Add 74 to every bounding box coordinate in the answers of the entries below, then write out all their lines again with the requests included. Leave the pictures out.

TASK INPUT »
------------------------------
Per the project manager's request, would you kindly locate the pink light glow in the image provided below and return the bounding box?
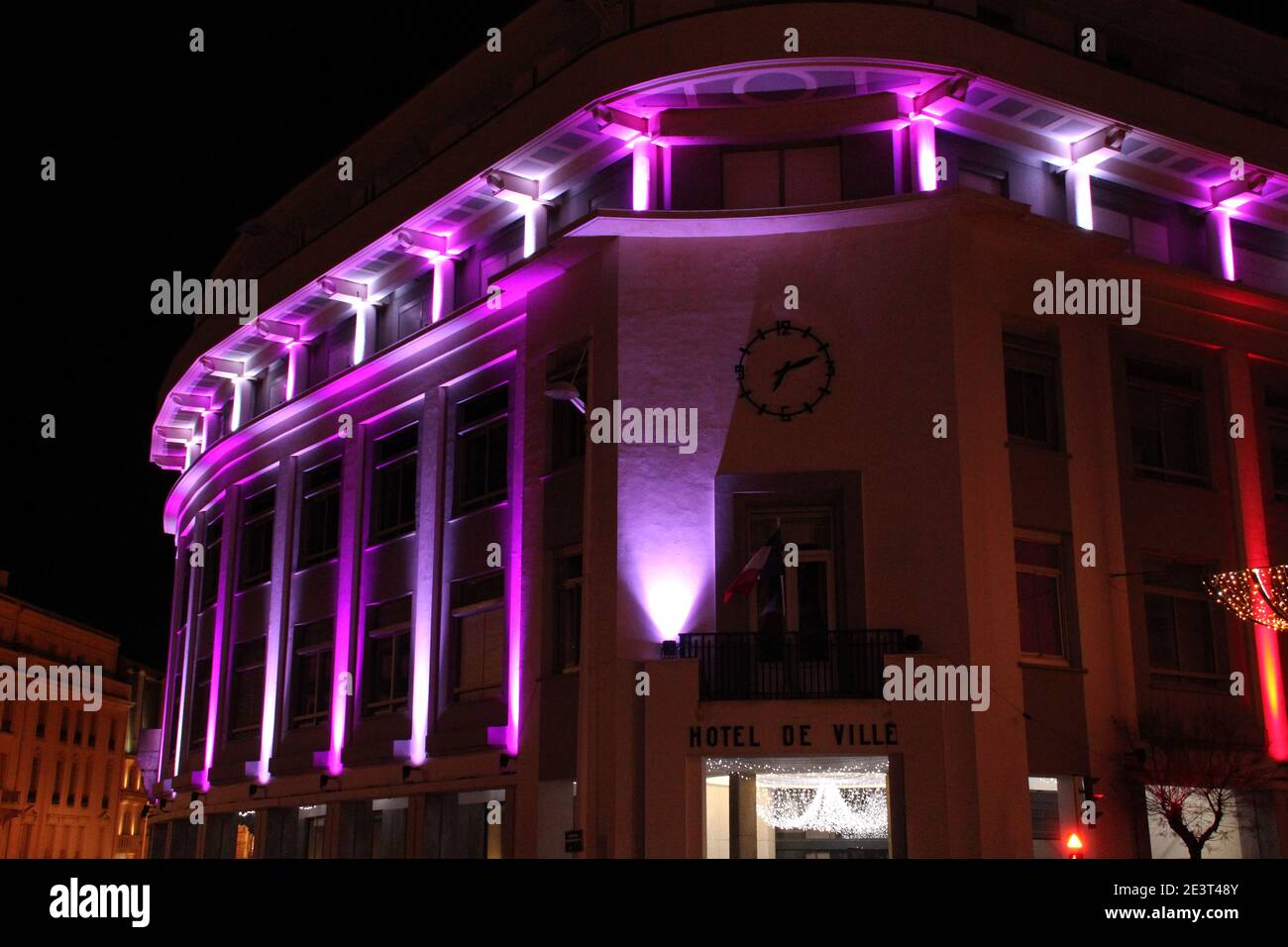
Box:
[909,115,936,192]
[1207,215,1234,282]
[228,377,246,430]
[1226,350,1288,760]
[286,342,308,401]
[631,138,653,210]
[1064,164,1092,231]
------------------------------
RESULT OF THE EXERCISE »
Per the project manager's request, would you kindly locate the pink light glow in the image provided below and return the bounding box?
Box:
[983,189,1010,266]
[1281,289,1308,356]
[302,451,320,504]
[1300,424,1362,834]
[360,416,382,475]
[705,212,727,284]
[1138,238,1166,305]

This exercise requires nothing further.